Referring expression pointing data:
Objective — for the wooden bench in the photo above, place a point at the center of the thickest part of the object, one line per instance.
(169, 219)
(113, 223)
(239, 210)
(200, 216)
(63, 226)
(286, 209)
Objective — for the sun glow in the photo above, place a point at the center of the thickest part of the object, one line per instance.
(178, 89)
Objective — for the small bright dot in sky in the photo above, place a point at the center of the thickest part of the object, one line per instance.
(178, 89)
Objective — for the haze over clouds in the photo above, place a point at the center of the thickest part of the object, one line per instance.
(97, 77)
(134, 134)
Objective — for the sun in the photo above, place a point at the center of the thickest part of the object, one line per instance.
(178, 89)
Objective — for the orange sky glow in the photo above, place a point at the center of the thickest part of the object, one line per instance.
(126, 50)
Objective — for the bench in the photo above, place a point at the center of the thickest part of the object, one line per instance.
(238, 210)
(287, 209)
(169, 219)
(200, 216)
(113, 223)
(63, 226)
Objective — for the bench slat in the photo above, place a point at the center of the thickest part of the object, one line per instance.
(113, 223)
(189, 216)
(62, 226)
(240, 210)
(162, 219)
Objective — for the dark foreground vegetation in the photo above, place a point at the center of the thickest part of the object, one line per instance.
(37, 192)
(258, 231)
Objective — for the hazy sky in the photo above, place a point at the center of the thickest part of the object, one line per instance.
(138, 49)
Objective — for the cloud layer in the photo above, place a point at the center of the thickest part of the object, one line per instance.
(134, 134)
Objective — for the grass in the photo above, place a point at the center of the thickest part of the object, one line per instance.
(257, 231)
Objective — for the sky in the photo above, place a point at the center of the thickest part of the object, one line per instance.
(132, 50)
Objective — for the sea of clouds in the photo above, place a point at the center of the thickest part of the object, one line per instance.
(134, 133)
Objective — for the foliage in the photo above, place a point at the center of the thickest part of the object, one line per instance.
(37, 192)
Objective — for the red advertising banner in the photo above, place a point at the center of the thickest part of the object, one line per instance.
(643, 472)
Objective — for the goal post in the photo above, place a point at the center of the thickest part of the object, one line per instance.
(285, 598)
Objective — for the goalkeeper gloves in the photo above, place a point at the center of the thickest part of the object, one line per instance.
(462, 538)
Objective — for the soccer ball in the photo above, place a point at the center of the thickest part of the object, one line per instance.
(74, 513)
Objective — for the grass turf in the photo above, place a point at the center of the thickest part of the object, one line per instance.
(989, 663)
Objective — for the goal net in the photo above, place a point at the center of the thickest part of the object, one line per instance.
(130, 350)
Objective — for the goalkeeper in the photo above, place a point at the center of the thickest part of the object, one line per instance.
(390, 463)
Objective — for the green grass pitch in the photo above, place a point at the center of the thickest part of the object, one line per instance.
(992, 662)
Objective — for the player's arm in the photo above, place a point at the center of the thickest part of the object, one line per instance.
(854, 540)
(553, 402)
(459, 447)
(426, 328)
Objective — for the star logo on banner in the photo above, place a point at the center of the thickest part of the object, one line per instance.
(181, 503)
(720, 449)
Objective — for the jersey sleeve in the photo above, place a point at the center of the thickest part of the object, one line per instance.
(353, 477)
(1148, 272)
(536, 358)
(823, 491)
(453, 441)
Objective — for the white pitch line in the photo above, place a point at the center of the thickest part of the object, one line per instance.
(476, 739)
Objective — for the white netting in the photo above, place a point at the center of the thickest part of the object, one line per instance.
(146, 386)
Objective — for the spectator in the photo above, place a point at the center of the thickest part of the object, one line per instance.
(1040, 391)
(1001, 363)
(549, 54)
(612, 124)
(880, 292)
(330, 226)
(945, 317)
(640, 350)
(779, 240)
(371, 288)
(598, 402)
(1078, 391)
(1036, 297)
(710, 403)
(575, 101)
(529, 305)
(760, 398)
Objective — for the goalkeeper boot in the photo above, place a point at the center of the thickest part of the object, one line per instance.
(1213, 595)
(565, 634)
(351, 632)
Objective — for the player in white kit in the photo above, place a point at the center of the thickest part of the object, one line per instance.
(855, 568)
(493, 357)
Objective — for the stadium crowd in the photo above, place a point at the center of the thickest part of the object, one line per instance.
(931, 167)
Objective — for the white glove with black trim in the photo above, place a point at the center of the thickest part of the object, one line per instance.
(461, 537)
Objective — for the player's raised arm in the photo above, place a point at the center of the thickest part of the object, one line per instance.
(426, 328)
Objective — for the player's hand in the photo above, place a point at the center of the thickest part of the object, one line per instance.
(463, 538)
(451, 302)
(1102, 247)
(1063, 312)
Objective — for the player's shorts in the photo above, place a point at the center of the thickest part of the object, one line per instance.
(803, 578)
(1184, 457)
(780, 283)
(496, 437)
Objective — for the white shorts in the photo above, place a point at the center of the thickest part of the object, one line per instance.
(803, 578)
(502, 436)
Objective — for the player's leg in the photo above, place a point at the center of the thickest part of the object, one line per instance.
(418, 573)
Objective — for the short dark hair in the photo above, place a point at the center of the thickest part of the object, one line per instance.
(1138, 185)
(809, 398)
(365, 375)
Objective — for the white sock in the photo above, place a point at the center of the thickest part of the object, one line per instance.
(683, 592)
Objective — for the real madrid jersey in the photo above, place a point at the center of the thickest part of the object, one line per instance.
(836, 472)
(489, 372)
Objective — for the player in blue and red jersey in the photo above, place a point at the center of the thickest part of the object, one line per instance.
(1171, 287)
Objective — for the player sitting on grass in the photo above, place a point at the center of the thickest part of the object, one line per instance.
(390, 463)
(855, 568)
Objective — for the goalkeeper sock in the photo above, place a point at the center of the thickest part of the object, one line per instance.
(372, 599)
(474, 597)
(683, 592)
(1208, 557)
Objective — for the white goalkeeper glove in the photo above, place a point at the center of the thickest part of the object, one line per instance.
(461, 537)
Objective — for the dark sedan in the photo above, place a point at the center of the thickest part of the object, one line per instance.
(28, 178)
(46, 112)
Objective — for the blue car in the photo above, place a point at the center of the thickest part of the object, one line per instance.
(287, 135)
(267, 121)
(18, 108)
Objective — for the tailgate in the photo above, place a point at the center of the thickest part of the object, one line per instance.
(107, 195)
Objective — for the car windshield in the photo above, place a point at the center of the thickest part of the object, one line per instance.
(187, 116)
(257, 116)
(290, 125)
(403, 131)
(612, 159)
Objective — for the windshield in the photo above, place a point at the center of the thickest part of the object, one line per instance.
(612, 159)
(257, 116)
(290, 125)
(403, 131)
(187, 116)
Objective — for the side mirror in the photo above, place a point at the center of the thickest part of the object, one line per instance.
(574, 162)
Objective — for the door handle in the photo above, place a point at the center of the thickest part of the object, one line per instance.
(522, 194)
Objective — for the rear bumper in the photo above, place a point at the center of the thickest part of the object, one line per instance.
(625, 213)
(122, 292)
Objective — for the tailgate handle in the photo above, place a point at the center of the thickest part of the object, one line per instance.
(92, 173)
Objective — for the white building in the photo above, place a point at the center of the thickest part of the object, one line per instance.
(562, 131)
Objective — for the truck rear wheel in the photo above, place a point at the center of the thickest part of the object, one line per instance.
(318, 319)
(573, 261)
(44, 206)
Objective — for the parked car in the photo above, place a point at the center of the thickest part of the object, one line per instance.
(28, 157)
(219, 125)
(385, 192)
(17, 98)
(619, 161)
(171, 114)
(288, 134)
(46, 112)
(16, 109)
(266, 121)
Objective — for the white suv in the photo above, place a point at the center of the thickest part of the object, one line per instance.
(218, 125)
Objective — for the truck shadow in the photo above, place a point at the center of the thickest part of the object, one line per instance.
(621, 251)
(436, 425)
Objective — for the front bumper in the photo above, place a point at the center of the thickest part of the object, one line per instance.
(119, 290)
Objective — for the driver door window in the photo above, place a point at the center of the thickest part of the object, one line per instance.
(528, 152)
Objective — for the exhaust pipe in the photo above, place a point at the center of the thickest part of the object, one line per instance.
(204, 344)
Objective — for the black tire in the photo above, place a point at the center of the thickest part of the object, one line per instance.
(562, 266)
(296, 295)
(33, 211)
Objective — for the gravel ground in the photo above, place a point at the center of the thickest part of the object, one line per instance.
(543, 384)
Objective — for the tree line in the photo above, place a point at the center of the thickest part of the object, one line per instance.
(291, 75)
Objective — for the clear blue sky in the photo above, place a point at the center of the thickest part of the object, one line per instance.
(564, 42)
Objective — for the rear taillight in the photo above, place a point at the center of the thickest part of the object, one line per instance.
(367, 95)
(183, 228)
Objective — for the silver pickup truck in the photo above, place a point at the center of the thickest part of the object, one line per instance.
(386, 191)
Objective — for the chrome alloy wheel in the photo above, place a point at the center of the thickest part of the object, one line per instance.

Problem to solve:
Exactly and only the lines from the line containing "Objective — for the silver" through the last line of the entries should be copied, both ends included.

Exercise response:
Objective — for the silver pickup truck in the photo above, place a point at the center of the thickest part of the object, one line per instance.
(386, 191)
Objective — for the chrome alloy wheel in the photo above, place a point at the center of the thickest part of the object, one line per instance.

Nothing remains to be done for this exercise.